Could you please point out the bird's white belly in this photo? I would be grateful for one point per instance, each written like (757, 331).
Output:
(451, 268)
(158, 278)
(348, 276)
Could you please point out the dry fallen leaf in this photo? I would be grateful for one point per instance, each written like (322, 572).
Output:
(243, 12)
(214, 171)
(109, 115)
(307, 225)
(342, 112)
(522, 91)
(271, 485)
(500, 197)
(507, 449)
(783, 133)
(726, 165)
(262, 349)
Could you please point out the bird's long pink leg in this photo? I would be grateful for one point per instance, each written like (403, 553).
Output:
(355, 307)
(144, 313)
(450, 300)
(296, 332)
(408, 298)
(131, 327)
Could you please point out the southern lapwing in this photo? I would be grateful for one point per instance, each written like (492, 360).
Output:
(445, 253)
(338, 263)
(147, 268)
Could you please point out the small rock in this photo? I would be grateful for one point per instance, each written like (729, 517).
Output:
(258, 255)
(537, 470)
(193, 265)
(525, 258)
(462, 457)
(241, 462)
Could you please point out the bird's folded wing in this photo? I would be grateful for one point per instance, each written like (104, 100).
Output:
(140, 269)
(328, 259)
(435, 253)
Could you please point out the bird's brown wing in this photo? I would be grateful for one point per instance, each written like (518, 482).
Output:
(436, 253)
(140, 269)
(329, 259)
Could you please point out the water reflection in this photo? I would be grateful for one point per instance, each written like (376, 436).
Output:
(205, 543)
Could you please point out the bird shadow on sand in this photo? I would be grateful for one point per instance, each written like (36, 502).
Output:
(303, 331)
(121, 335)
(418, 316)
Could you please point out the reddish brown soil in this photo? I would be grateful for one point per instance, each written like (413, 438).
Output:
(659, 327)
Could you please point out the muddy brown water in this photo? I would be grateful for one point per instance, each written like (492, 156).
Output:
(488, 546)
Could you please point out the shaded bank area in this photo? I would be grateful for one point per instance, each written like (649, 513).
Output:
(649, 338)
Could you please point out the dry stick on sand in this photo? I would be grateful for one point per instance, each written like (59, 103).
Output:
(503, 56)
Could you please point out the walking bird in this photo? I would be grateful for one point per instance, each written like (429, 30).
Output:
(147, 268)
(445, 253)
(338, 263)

___

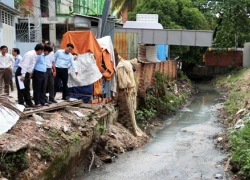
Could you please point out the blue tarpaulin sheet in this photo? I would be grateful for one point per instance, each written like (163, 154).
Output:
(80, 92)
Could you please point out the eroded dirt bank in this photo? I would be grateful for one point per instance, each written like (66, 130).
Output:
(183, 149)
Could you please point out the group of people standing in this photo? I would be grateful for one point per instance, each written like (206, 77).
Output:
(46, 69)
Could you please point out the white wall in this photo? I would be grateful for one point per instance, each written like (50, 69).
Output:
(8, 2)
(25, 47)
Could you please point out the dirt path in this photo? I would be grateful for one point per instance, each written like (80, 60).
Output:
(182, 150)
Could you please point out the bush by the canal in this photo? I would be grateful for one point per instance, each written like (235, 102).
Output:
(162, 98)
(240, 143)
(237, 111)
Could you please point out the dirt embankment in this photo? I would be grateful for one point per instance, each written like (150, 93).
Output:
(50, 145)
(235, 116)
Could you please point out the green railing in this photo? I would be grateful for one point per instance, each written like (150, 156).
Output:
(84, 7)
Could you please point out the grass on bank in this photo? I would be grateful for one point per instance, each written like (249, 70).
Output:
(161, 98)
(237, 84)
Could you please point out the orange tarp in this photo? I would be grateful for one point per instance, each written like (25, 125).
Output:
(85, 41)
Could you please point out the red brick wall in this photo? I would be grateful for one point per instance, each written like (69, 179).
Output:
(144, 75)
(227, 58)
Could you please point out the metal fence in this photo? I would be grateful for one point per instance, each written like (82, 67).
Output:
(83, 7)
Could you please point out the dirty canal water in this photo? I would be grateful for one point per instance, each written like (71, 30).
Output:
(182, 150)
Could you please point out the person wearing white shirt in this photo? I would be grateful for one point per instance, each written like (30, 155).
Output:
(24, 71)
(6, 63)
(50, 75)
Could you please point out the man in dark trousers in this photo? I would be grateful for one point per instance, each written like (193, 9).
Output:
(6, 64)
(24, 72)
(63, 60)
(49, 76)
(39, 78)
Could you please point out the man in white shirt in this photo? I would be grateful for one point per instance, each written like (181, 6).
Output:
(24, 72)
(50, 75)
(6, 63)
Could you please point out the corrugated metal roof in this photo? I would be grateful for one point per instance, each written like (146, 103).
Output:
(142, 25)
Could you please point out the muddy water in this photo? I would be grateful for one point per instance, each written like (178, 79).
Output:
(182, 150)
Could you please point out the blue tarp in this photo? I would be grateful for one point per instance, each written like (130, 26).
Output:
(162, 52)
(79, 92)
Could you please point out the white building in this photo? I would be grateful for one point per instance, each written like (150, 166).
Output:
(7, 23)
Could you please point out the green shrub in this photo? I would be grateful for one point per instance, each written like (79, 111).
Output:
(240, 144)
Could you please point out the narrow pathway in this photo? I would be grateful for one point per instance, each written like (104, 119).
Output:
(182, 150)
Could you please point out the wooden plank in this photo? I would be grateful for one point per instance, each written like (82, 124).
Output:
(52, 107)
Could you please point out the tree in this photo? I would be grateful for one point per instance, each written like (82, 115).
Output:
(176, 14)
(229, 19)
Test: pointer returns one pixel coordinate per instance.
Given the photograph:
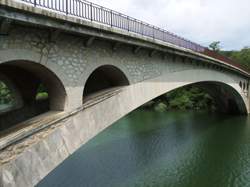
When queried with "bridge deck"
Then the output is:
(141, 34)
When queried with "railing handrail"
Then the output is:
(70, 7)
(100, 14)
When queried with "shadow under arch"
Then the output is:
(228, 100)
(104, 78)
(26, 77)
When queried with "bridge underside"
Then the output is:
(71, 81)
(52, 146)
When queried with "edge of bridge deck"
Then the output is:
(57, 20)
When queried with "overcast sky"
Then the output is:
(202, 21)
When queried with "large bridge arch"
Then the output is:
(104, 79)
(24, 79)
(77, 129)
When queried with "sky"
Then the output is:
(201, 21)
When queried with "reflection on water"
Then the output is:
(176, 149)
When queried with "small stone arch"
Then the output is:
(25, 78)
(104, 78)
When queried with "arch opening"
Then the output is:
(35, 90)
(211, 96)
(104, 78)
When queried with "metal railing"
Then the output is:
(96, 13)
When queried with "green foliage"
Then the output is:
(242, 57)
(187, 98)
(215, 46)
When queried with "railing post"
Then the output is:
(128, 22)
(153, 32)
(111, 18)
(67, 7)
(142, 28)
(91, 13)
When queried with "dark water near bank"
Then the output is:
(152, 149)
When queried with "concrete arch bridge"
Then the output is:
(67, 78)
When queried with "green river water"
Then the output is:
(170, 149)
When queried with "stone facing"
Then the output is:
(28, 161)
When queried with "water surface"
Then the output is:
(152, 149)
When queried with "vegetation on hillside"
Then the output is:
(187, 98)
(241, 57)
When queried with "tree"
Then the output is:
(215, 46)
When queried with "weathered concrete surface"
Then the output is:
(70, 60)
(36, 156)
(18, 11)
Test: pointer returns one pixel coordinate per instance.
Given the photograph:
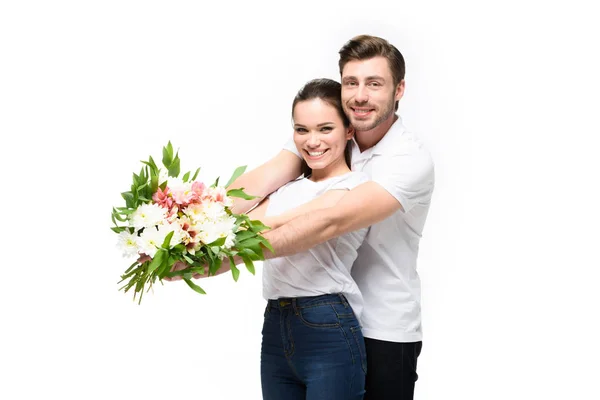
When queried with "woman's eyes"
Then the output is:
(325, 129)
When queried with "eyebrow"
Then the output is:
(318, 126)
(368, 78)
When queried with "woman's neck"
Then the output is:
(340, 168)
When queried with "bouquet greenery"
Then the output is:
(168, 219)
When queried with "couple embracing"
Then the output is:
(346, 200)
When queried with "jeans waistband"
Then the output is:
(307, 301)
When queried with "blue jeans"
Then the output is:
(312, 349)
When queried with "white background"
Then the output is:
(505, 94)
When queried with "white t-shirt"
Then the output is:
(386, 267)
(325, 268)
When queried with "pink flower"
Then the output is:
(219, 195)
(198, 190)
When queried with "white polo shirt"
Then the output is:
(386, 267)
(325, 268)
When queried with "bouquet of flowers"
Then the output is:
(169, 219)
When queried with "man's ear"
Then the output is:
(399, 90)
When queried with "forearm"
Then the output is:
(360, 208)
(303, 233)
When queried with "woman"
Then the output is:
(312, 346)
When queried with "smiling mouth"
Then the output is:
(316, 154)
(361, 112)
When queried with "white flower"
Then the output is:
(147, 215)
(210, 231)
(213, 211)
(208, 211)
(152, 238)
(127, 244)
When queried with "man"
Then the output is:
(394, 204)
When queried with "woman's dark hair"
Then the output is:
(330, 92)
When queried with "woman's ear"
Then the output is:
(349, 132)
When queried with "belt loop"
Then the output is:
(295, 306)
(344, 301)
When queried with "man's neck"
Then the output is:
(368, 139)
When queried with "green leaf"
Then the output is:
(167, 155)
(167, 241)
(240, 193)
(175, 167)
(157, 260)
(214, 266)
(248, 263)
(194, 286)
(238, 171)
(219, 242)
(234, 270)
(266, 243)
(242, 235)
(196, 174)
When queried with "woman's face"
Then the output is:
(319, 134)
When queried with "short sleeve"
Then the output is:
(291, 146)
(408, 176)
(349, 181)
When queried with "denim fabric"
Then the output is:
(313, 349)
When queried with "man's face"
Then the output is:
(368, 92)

___

What is asked. List every line of the data above that contains the word "jeans". Case counts.

Solution to the exercise.
When queried with "jeans waistband"
When queried with "blue jeans"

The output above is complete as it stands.